— START —
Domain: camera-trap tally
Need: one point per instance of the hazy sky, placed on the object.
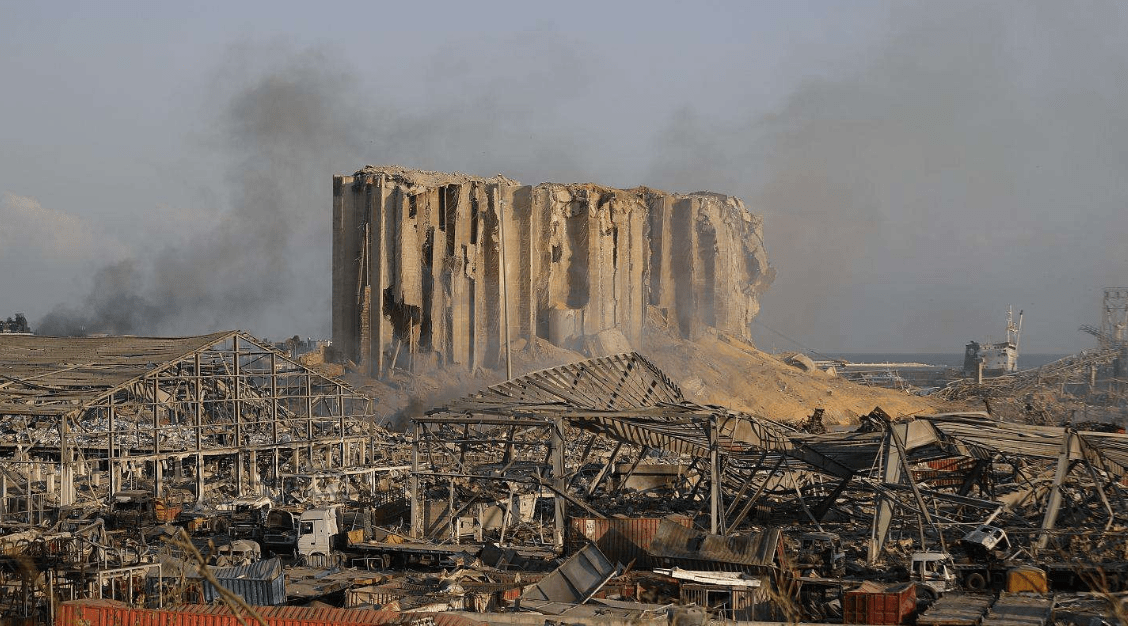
(166, 168)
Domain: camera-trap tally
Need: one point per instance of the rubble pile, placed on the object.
(597, 490)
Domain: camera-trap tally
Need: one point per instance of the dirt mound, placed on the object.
(714, 369)
(719, 369)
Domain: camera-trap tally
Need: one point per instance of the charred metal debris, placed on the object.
(164, 474)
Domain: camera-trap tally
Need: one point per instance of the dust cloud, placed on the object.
(974, 160)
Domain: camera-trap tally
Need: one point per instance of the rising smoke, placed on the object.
(975, 160)
(287, 121)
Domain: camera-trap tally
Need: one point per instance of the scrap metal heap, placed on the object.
(564, 492)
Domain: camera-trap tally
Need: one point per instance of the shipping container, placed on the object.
(877, 604)
(1027, 579)
(622, 539)
(104, 613)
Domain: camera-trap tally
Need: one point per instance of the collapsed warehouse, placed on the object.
(650, 500)
(85, 417)
(168, 473)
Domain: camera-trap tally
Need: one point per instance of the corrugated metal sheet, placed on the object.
(740, 605)
(677, 545)
(878, 604)
(623, 540)
(955, 609)
(572, 583)
(104, 613)
(262, 583)
(1020, 610)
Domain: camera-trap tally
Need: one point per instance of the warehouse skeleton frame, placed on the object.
(129, 404)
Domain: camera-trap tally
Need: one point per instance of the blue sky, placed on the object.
(919, 166)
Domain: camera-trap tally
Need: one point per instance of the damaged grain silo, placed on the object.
(417, 258)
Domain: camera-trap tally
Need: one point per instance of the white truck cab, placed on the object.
(316, 530)
(934, 570)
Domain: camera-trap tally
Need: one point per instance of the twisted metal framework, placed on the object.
(140, 404)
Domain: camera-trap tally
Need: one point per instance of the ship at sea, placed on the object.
(996, 358)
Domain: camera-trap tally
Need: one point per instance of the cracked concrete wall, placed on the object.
(417, 265)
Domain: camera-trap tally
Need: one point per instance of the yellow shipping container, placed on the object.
(1027, 579)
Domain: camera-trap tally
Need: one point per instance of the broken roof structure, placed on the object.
(135, 406)
(540, 429)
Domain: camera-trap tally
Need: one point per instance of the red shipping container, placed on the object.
(875, 604)
(104, 613)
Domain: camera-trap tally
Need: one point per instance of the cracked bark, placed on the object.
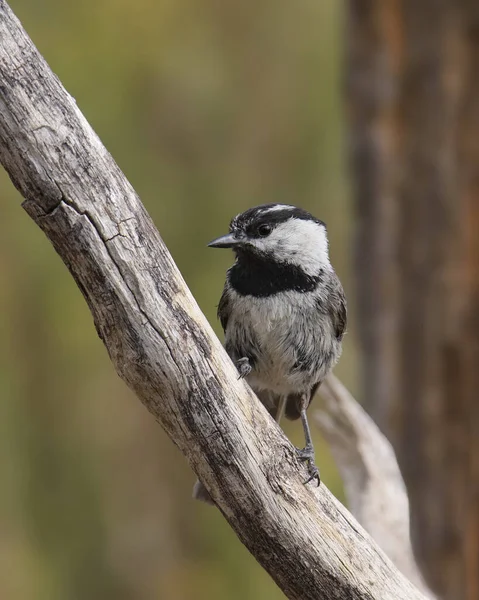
(163, 347)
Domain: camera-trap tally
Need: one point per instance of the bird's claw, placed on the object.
(307, 455)
(244, 367)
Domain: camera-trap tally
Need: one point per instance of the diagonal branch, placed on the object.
(163, 347)
(373, 484)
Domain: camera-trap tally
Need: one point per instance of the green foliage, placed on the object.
(209, 107)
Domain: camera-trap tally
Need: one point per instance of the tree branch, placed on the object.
(373, 484)
(163, 347)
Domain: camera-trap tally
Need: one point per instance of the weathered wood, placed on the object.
(163, 347)
(374, 488)
(414, 117)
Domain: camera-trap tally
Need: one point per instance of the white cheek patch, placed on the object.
(299, 242)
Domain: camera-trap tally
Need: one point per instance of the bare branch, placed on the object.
(163, 347)
(373, 483)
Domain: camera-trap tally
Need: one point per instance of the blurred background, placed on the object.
(363, 112)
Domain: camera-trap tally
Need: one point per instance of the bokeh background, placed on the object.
(364, 112)
(209, 108)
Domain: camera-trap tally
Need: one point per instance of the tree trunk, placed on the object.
(413, 93)
(163, 347)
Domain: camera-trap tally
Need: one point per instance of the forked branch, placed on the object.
(164, 349)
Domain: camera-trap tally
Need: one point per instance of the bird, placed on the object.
(283, 312)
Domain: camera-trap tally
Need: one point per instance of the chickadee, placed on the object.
(283, 312)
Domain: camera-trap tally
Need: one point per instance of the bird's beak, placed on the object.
(225, 241)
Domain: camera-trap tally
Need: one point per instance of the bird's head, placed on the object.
(281, 233)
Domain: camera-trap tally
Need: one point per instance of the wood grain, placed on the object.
(163, 347)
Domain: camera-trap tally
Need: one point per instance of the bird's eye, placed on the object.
(264, 230)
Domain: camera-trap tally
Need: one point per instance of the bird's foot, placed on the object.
(307, 455)
(244, 367)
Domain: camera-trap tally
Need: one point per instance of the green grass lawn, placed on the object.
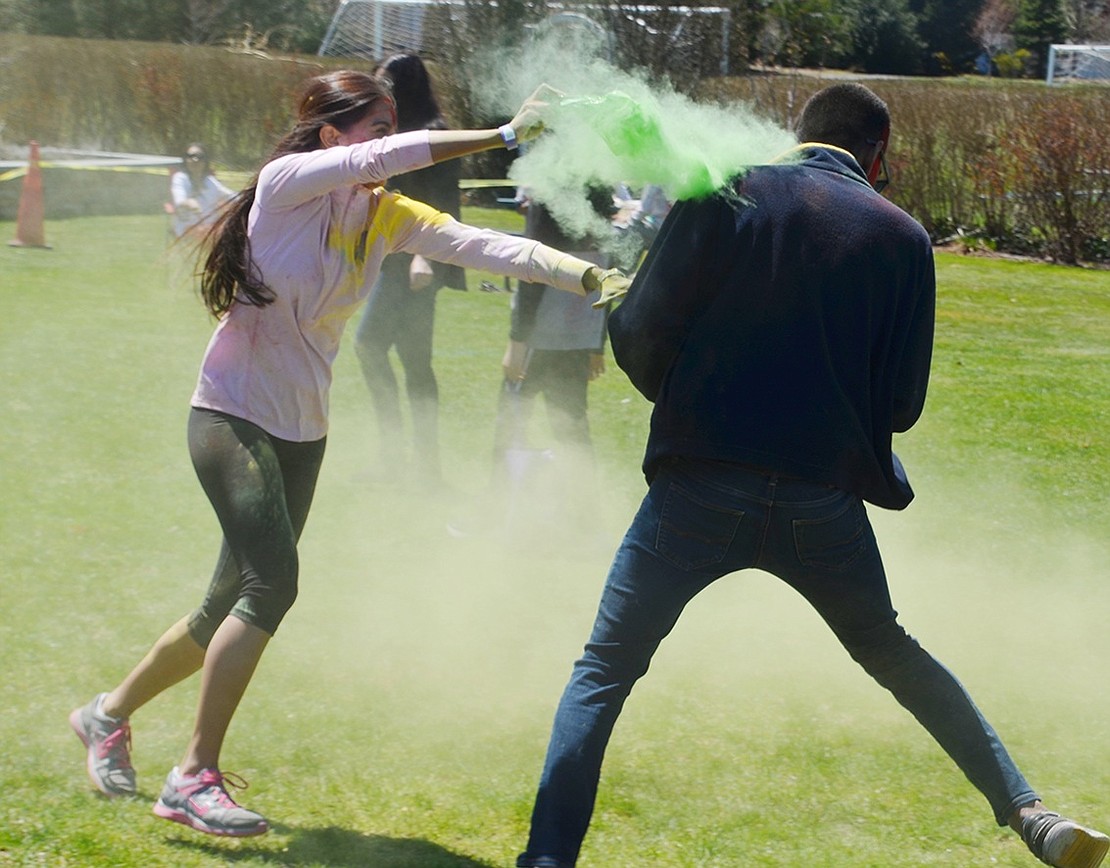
(400, 716)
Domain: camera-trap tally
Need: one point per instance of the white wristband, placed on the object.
(508, 135)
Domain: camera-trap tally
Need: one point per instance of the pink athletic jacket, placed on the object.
(318, 238)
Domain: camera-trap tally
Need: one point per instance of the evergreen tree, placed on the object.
(1038, 26)
(947, 30)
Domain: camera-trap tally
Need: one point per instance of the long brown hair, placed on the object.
(230, 275)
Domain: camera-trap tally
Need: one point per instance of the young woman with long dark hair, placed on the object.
(290, 260)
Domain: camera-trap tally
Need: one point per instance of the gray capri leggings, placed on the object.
(261, 488)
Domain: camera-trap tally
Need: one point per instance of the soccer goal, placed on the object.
(373, 29)
(1070, 62)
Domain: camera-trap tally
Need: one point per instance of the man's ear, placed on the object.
(877, 151)
(329, 135)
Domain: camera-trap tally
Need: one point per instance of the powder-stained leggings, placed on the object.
(261, 488)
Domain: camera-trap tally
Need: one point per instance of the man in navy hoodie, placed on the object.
(783, 327)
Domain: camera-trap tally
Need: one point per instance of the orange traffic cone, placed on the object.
(29, 229)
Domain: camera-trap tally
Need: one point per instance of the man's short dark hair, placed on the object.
(848, 115)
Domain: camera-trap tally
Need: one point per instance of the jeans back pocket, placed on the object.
(833, 541)
(695, 533)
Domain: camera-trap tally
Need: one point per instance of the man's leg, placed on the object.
(821, 544)
(662, 564)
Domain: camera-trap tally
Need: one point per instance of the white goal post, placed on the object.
(1075, 62)
(373, 29)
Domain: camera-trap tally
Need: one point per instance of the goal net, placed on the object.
(374, 29)
(1068, 62)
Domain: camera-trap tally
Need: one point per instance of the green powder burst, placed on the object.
(635, 135)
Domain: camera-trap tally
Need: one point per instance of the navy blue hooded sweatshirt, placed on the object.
(786, 324)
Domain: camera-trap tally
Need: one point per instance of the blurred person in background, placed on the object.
(288, 263)
(195, 193)
(401, 310)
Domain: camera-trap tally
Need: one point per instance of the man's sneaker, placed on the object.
(108, 743)
(202, 803)
(1063, 844)
(541, 861)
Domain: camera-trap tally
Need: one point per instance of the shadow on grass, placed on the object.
(336, 848)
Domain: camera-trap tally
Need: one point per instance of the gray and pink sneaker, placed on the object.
(108, 748)
(201, 801)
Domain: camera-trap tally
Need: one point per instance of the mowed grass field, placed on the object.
(400, 716)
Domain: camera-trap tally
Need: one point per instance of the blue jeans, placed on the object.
(699, 522)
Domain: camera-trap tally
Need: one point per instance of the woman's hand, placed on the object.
(515, 361)
(596, 365)
(420, 273)
(528, 122)
(612, 282)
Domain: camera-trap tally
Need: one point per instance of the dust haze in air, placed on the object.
(571, 154)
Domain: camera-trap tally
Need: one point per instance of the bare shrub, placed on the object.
(1061, 172)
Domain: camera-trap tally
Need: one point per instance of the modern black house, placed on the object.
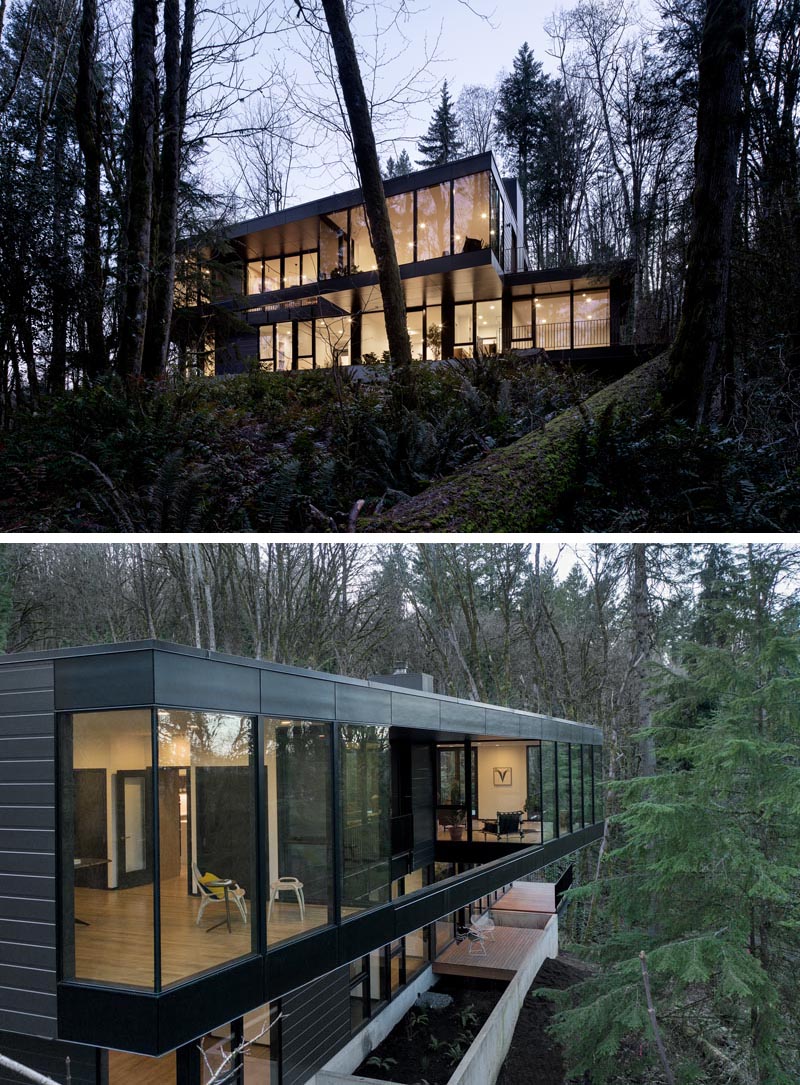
(303, 288)
(195, 845)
— END —
▸ **Directions for this task**
Reproduce every entry word for word, but omit the pictures.

▸ **Output below**
Domain: camera-trap tally
Need: one point per instance of the hazy sky, placed on the object.
(166, 168)
Domain: camera-trap tally
Need: one point per instance of the rubble pile, placed on the object.
(597, 490)
Domain: camera-trap tally
Need: one point per instance of the dirt mound, placed on the object.
(714, 369)
(719, 369)
Domain: camera-trap tally
Need: one point per instance of the charred metal debris, placed on the object.
(164, 474)
Domain: camera-trap tally
Need: one point per instance of the dust cloud, placed on the object.
(974, 160)
Domain: camera-trap tally
Need: one point per instance of the rising smoke, placed on the object.
(975, 160)
(287, 121)
Domain: camera-trap tally
Need: one point per instance of the scrap metal heap, placed on the object.
(564, 492)
Domain: camera-trap tally
Need: one point per instance of the shipping container, placed on the object.
(877, 604)
(1027, 579)
(622, 539)
(104, 613)
Domain: camera-trap tally
Need: one point per instance of the collapsed warehouse, placed on the object.
(650, 500)
(85, 417)
(168, 473)
Domain: camera-trap tally
Need: one point per instance of the corrugated metal sheet, placed on the object.
(740, 605)
(677, 545)
(878, 604)
(623, 540)
(955, 609)
(572, 583)
(104, 613)
(262, 583)
(1020, 610)
Domain: camera-trap tally
Need: one point per instance of the warehouse skeleton frame, placed on the object.
(129, 404)
Domain: camera-trap tally
Need: one point per instance of the blue sky, placed on the object.
(919, 166)
Domain: camera-trap tally
Need: one point per instance of the damaged grain silo, placed on the object.
(417, 258)
Domain: camera-trap tally
Need: one point per instance of the white truck cab, placed on the object.
(316, 530)
(934, 570)
Domain: camera-trap tally
Need: one point per instance of the twisted metal framework, placed on the object.
(140, 404)
Domain: camera-trap tally
Need: one point per instance of the ship at sea, placed on the object.
(996, 358)
Domain: camera-trap tally
Need: one point per instance of the cracked concrete wall, placed on the object.
(417, 265)
Domain: camera-trap tally
Need: one point per instance of the yellow shipping container, placed on the object.
(1027, 579)
Domain: camera-trap tally
Need: one point per instance of the broken roof structure, placed on the object.
(135, 406)
(540, 429)
Domain: camera-trap tally
Need: one point per instance of the red shipping container, placed on the object.
(875, 604)
(104, 613)
Domain: camera-trap tally
Need: one point per instance of the cracked bark, placed on the object.
(163, 347)
Domain: camera-trap tally
Need: one point per instance of the bird's claw, placed on the object.
(307, 455)
(244, 367)
Domain: camera-trap tally
Need: one point per instance of the diagonal branch, placed on the object.
(163, 347)
(373, 484)
Domain: camera-trap tally
Need: one point per instance of the green foliage, placed on the object.
(209, 107)
Domain: camera-trap tally
Need: one point per instance of the tree branch, placed on the object.
(373, 484)
(163, 347)
Domain: camera-trap tally
Need: one point per instance of the weathered wood, placed on the object.
(163, 347)
(374, 488)
(414, 117)
Domain: camera-trap tally
Need: one point per instance of the white cheek patch, placed on the object.
(299, 242)
Domain: camera-trap tally
Need: one point per instance of the bare branch, placed on the object.
(163, 347)
(373, 483)
Domain: camera-trap tally
Need: one point per instance of the blurred background, placed on the object.
(363, 112)
Domain: camera-trap tally
Need: one point per instance of the bokeh background, placed on the object.
(364, 112)
(209, 108)
Domain: camera-trap tally
Need: one point per instance of the tree trunk, placed on the object.
(413, 93)
(163, 347)
Domain: camera-trap tally
Need: one point per instance of the forked branch, placed on the object.
(164, 349)
Domain: camera-trap tally
Need: one point per instance of the bird, placed on the object.
(283, 312)
Domain: camera-trap tally
Need: one point per instance of the chickadee, placed on the object.
(283, 312)
Domain: camera-trap tally
Need: one point per instance of the bird's beak, placed on the object.
(225, 241)
Domain: camera-trap tally
Need: one point per instance of the bird's head, placed on the object.
(281, 233)
Domain: camera-trap tally
Need: one point per instance of the wood grain, placed on the object.
(163, 347)
Domain: camera-trap tally
Need: one point per instance of the bird's eye, placed on the object.
(264, 230)
Domain: camera-trap tally
Need: one point per instance of the bird's foot, placed on the object.
(307, 455)
(244, 367)
Domain: camera-trap tally
Need: one point per instance of the green grass lawn, placed on the object.
(400, 716)
Domain: camera-trap tally
Need: one point per instance of the white wristband, placed on the object.
(508, 135)
Domain: camera-trap tally
Need: one point per instance of the pink athletic jacket, placed on the object.
(318, 238)
Domain: camera-trap tally
Need: one point per instance of the evergreen tree, placed on the object.
(1038, 26)
(947, 30)
Domain: camera-trap tally
Need: one point per instance of the long brown hair, placed on the object.
(230, 275)
Domain: camera-trap tally
Need: one point per instance of the young woman with long dark hair, placed on the object.
(290, 260)
Domain: camera-trap tally
Need: one point per instance of the gray capri leggings, placed on the object.
(261, 488)
Domain: camera-trap tally
Need: one point per instance of the soccer goal, placed on the object.
(373, 29)
(1070, 62)
Domain: camera-trap tally
Need: one point per instance of the man's ear, placed on the object.
(877, 151)
(329, 135)
Domain: camera-trap tally
Need: one point per instance of the powder-stained leggings, placed on the object.
(261, 488)
Domain: camera-trap tally
Need: one point per instance of the man in navy hoodie, placed on the object.
(783, 327)
Domain: camera-trap tally
Need: one point per instance of the orange traffic cone, placed on the object.
(29, 229)
Domain: camera-trap tally
Need: one point per instance of the man's short dark hair, placed on the object.
(848, 115)
Domain: camera-trap tally
Need: one point per instance of the jeans back pocket, placed on the object.
(833, 541)
(695, 533)
Domain: camera-trap tally
Need: one point per instance of the man's leg, placed on the object.
(821, 544)
(662, 564)
Domain: camera-trap tally
Need: one point per instance of the white goal post, placed on the object.
(1075, 62)
(373, 29)
Domain: camera-trap tally
Need: one point per instance of the goal net, placed on the object.
(374, 29)
(1068, 62)
Domain: camera-trap tally
Need: one point per instance of the green powder burst, placed on the object.
(635, 135)
Domain: camera-trap tally
Need: one point per instance of the navy blue hooded sweatshirt, placed on the object.
(786, 324)
Domain: camera-trap tally
Need: one point per instance of the blurred person in background, placed on the object.
(288, 263)
(195, 193)
(401, 310)
Domain: camera-trap tally
Need: one point per instance of the man's sneaker, placed on the object.
(108, 743)
(202, 803)
(1063, 844)
(541, 861)
Domain: camera-trap tally
Need: one point per instance of the shadow on grass, placed on the object.
(336, 848)
Domain: camera-trap tally
Need: one point per instance of the gray and pink sneaker, placed on the object.
(108, 748)
(201, 801)
Domain: camera-trap tally
Need: one point per instance of the mowed grass field, placed on the object.
(400, 716)
Domain: camera-trap tally
Need: one point per instance of the blue jeans, placed on the object.
(699, 522)
Domain: camera-trap tally
Need: one point per instance of the woman's hand, placed on the object.
(515, 361)
(596, 365)
(420, 273)
(528, 122)
(612, 282)
Domain: camera-trap tally
Need: one point per instance of the dust haze in air, placed on the object.
(571, 154)
Domain: camera-trap tally
Need: one point per instance of the bare shrub, placed on the object.
(1061, 172)
Domain: camera-trap tally
Need: one point per instance of the modern black house, placed on the object.
(303, 288)
(195, 845)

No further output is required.